■ Task ■
Copy every line of the items in the part that opens with the line containing "Given the image above, locate the posted" and closes with the line containing "left=171, top=64, right=176, bottom=73". Shift each coordinate in the answers up by 55, and keep the numbers in the "Reply in the form" lines as they are.

■ Input ■
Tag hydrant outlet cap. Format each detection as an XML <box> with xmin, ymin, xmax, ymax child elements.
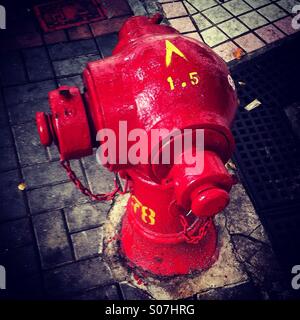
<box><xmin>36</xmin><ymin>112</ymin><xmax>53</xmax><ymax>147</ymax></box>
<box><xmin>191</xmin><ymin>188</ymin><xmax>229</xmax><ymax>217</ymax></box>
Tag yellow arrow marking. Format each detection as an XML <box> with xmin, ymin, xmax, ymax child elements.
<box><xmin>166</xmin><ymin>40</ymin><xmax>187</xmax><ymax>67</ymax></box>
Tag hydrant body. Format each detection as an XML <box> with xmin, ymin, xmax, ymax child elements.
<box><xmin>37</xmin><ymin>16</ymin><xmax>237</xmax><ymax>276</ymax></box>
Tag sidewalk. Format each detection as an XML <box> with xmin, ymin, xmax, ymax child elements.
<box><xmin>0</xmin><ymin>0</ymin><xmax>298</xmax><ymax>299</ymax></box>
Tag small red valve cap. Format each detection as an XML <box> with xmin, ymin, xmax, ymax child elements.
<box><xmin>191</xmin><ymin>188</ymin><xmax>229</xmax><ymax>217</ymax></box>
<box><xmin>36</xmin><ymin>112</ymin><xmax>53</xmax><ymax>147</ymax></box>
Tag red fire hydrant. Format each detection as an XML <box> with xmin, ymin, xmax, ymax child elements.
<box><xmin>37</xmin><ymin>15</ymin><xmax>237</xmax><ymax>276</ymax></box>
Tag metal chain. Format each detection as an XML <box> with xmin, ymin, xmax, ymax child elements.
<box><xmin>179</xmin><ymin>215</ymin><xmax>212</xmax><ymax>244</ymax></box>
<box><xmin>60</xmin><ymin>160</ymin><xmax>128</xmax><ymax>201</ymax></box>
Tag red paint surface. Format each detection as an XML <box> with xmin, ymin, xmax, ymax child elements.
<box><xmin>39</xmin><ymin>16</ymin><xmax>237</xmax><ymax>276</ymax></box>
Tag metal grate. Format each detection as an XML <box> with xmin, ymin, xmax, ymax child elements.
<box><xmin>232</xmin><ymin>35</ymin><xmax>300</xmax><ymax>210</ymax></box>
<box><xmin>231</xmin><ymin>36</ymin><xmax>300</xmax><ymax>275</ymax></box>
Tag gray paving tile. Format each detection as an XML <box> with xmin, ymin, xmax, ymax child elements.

...

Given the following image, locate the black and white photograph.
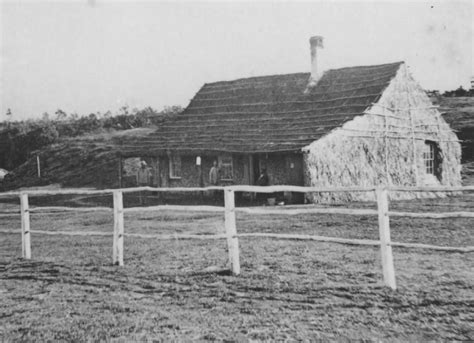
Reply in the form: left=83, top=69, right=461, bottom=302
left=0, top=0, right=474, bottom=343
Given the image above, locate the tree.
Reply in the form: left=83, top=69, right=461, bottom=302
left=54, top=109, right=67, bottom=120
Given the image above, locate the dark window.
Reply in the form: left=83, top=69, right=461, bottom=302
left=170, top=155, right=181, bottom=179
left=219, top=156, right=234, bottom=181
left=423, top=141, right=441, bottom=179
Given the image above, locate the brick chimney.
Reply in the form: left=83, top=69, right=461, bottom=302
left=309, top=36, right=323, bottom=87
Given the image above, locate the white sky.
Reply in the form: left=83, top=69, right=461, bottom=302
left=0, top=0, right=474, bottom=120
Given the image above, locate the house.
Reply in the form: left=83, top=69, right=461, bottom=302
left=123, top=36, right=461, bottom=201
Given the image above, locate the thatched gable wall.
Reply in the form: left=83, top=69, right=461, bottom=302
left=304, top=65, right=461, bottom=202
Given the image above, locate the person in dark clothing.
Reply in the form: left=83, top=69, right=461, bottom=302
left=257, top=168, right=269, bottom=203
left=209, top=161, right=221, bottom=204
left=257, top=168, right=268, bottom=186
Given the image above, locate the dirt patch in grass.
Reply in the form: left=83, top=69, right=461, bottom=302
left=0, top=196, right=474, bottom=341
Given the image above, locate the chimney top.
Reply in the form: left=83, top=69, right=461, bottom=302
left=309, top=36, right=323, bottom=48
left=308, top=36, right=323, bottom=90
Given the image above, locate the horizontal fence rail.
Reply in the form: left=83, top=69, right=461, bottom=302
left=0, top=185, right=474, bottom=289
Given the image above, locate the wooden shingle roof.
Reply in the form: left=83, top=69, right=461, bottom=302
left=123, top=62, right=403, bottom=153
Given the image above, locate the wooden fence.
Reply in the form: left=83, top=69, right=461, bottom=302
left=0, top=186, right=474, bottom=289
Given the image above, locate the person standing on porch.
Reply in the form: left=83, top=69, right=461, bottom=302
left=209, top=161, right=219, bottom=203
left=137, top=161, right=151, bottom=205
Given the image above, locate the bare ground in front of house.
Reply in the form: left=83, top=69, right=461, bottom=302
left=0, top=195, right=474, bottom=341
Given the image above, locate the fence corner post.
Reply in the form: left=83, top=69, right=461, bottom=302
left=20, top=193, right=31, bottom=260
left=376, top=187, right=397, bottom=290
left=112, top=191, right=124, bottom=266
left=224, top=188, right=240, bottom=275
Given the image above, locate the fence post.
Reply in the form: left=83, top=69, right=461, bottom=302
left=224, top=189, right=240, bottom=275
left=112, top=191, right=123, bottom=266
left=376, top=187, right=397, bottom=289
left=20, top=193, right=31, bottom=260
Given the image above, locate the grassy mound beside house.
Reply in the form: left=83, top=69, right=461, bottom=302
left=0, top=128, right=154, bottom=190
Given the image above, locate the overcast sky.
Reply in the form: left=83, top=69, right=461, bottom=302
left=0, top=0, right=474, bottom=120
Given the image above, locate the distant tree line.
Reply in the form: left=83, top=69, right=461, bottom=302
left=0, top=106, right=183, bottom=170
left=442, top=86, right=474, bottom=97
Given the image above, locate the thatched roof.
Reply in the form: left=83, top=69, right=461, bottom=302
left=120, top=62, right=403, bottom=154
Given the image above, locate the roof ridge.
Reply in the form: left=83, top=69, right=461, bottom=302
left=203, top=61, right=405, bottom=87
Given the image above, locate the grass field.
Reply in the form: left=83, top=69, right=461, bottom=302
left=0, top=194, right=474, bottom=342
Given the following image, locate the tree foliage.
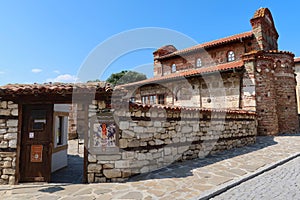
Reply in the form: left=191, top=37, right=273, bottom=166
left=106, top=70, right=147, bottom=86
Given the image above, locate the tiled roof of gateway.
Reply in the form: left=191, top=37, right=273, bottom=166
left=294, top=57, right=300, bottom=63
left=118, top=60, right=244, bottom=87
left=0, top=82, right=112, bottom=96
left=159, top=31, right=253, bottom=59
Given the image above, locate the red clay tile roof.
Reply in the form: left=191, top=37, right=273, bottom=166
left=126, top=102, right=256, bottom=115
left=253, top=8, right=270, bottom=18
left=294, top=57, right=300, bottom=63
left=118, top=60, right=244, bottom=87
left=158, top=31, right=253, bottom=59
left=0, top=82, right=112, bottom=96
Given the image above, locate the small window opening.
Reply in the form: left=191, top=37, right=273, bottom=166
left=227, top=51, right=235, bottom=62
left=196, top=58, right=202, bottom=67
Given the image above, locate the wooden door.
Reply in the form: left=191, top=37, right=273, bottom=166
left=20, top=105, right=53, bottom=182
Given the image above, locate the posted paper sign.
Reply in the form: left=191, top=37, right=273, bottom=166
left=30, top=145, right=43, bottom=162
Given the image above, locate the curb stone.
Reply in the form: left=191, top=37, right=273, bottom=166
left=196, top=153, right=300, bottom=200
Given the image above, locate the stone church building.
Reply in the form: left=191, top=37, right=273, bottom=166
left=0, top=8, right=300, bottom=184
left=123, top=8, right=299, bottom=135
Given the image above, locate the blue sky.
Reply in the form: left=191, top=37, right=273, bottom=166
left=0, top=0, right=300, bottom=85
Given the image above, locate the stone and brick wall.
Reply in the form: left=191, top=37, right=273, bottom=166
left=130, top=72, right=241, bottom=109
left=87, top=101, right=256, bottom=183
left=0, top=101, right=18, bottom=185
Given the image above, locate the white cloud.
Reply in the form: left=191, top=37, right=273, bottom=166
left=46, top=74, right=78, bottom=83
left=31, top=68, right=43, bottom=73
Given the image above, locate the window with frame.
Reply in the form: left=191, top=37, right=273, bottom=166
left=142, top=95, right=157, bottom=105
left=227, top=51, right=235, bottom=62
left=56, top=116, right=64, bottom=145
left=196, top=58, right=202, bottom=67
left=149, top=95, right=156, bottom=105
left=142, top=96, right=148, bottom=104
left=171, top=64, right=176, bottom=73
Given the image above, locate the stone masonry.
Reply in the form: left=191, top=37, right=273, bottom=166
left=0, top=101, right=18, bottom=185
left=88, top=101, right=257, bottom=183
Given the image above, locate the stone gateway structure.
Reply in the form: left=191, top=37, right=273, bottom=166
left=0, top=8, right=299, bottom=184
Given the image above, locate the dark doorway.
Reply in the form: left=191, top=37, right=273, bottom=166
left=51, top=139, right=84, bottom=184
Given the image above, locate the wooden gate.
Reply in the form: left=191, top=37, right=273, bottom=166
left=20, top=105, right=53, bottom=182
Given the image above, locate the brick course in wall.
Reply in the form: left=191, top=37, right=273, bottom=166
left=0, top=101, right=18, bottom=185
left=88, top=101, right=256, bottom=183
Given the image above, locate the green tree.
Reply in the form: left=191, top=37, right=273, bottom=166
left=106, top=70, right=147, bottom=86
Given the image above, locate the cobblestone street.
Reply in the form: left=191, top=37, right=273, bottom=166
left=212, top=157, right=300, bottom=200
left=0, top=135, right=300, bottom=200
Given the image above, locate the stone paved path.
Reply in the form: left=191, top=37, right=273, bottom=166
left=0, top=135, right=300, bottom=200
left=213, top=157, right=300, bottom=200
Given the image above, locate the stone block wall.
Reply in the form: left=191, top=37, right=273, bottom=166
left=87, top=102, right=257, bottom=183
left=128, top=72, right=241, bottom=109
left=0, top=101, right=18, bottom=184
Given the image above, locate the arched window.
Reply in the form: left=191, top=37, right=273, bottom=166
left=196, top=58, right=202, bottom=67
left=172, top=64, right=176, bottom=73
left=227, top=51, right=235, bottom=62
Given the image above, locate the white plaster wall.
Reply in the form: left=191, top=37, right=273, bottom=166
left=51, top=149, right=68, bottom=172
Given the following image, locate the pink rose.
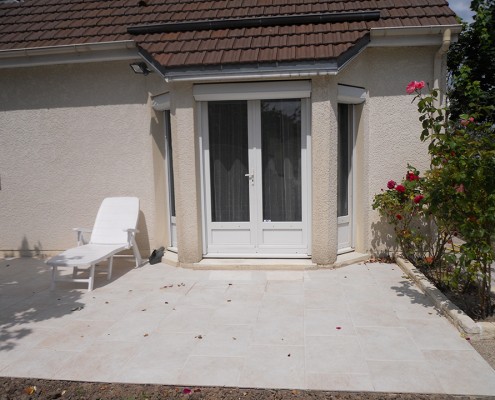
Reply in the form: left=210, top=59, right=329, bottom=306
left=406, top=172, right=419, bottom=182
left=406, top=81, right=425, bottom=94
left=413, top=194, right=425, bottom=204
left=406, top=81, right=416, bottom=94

■ Exercise solution ■
Given the image above, locate the posted paper sign.
Reply in the form: left=191, top=37, right=273, bottom=166
left=85, top=200, right=98, bottom=217
Given the image above, locate the curb stone.
Reply in the form: left=191, top=37, right=273, bottom=166
left=251, top=208, right=355, bottom=255
Given the image above, locate the stone church building.
Reply in the form: left=191, top=37, right=273, bottom=166
left=55, top=63, right=355, bottom=239
left=178, top=63, right=354, bottom=190
Given the image above, locate the blue sky.
Reply in the form: left=191, top=37, right=273, bottom=166
left=55, top=55, right=355, bottom=140
Given the image above, locate the stone and brick wall.
Reply in the form: left=191, top=37, right=273, bottom=166
left=185, top=127, right=296, bottom=164
left=142, top=156, right=311, bottom=238
left=55, top=156, right=73, bottom=240
Given the image above, locate the white cloud.
Reply in the form: left=191, top=37, right=273, bottom=166
left=101, top=129, right=133, bottom=138
left=86, top=123, right=98, bottom=128
Given the image above, locate the window with frame.
Reply in the form: left=191, top=37, right=273, bottom=166
left=197, top=150, right=212, bottom=160
left=282, top=106, right=290, bottom=117
left=111, top=171, right=119, bottom=200
left=251, top=113, right=257, bottom=122
left=204, top=150, right=211, bottom=160
left=197, top=151, right=203, bottom=159
left=226, top=119, right=231, bottom=128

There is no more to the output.